*OBJETIVO 1*
Responda, com base na ficha do discurso, às perguntas abaixo:
(a) Qual é o nome completo do autor?
(b) Quem aparece como aparteante?
(c) Em que data e em que página do DSF o discurso foi publicado?

Discurso durante a Sessão Deliberativa Ordinária, no Senado Federal

Análise do novo modelo do Sistema Elétrico Brasileiro.

Autor
Rodolpho Tourinho (PFL - Partido da Frente Liberal/BA)
Nome completo: Rodolpho Tourinho Neto
Casa
Senado Federal
Tipo
Discurso
Resumo por assunto
ENERGIA ELETRICA.:
  • Análise do novo modelo do Sistema Elétrico Brasileiro.
Aparteantes
Delcídio do Amaral.
Publicação
Publicação no DSF de 04/03/2004 - Página 5579
Assunto
Outros > ENERGIA ELETRICA.
Indexação
  • ANALISE, MODELO, REFORMULAÇÃO, SISTEMA ELETRICO, BRASIL.
  • AVALIAÇÃO, MOTIVO, PROVOCAÇÃO, CRISE, SISTEMA ELETRICO, ESPECIFICAÇÃO, FALTA, INVESTIMENTO, SETOR, DEFEITO, CONCEPÇÃO, IMPLANTAÇÃO, MODELO, MATRIZ ENERGETICA.
  • DEFESA, APROVAÇÃO, PROJETO, AGILIZAÇÃO, LEGISLAÇÃO, DEFINIÇÃO, REGULAMENTAÇÃO, GARANTIA, INVESTIMENTO, SISTEMA ELETRICO.

*OBJETIVO 2*
Reescreva como tabela Markdown, com as colunas Nº e Linha, o trecho dos registros que vai da linha que contém "Point out the armchair" até a linha que contém "[(437, 401), (307, 376), (345, 418)]", ambas incluídas. Numere cada linha e omita as linhas em branco.

*MATERIAIS FORNECIDOS*
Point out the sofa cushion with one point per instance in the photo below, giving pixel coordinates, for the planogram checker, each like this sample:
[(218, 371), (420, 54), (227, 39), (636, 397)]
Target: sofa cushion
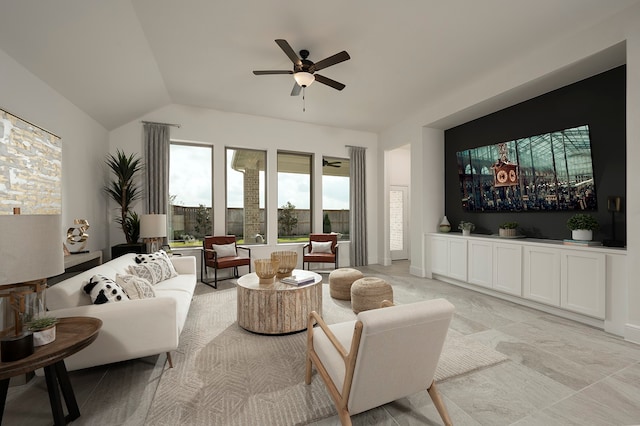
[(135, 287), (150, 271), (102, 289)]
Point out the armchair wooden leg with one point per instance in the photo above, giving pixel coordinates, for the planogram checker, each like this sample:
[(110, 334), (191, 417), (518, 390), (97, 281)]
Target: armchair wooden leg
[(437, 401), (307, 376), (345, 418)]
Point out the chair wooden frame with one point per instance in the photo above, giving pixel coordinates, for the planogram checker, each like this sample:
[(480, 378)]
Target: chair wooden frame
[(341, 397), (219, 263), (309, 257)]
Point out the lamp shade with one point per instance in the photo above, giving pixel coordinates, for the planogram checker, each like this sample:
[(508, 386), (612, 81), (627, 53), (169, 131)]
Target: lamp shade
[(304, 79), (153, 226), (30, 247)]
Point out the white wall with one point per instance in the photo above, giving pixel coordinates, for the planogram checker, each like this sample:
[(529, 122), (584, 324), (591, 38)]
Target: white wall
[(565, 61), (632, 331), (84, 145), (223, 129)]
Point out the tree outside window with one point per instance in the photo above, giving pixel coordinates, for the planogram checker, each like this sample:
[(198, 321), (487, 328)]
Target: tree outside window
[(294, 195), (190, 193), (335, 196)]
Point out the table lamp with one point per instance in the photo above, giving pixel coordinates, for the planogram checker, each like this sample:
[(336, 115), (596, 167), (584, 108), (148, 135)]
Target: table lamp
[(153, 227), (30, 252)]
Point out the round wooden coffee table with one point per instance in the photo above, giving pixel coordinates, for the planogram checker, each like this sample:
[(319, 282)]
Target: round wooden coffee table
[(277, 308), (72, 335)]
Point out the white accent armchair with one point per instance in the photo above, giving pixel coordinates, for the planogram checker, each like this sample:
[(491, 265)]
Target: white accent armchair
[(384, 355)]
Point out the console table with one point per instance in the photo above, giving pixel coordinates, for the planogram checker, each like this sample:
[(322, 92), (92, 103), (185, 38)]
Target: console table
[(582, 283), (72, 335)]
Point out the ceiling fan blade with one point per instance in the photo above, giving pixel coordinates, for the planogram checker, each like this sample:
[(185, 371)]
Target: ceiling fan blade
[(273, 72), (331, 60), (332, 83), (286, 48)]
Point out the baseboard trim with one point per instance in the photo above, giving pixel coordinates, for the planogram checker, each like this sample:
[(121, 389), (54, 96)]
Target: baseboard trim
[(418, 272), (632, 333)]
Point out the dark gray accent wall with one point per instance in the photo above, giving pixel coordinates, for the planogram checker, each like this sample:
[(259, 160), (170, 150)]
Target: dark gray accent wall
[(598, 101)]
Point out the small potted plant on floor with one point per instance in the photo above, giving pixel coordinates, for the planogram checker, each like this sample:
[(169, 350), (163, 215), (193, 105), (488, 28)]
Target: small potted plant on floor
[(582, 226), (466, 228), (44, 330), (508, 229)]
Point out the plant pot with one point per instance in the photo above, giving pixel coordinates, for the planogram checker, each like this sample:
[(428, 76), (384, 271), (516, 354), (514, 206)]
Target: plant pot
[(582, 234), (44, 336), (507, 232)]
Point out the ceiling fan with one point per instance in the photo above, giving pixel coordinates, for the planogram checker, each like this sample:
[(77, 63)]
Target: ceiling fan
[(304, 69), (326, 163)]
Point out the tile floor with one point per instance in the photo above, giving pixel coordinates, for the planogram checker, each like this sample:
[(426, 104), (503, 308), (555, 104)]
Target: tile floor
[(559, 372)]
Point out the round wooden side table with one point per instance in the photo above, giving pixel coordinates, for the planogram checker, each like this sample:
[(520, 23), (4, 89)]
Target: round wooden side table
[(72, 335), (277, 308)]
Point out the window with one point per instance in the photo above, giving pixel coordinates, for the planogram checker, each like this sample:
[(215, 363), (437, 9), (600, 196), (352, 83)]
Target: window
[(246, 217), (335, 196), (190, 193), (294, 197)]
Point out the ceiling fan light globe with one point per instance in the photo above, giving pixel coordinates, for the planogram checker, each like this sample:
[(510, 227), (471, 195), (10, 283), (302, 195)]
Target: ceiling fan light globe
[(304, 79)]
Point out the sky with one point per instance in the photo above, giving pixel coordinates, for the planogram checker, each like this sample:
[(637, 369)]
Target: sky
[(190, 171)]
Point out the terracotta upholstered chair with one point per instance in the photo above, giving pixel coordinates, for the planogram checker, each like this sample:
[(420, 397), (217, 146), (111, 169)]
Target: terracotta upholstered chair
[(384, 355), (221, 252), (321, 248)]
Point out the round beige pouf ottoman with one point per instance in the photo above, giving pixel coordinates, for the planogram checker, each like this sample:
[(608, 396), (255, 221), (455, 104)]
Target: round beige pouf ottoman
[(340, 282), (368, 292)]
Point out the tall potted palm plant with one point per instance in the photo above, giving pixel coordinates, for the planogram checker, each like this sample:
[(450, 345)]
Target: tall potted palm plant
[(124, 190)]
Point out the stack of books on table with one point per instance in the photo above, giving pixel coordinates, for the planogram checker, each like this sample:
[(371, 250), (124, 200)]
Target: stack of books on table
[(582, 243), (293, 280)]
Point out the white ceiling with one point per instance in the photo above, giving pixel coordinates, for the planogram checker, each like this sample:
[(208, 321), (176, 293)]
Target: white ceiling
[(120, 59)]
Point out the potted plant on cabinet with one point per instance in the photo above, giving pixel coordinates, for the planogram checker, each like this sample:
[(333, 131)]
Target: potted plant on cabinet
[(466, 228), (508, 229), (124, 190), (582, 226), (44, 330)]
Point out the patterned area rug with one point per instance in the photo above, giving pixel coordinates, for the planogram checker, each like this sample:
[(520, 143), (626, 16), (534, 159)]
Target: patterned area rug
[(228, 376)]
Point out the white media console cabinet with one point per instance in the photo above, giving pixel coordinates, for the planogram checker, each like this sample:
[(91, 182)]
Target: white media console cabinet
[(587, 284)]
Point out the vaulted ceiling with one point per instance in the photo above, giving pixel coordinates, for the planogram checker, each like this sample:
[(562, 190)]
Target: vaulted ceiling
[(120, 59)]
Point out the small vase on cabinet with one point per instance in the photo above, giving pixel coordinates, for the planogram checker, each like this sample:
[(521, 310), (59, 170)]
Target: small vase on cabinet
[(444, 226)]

==

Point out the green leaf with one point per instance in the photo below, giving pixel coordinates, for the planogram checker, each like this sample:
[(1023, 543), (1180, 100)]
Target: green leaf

*RESULTADO COMPLETO 1*
(a) Rodolpho Tourinho Neto
(b) Delcídio do Amaral
(c) Em 04/03/2004, na página 5579

*RESULTADO COMPLETO 2*
| Nº | Linha |
|---|---|
| 1 | Point out the armchair wooden leg with one point per instance in the photo above, giving pixel coordinates, for the planogram checker, each like this sample: |
| 2 | [(110, 334), (191, 417), (518, 390), (97, 281)] |
| 3 | Target: armchair wooden leg |
| 4 | [(437, 401), (307, 376), (345, 418)] |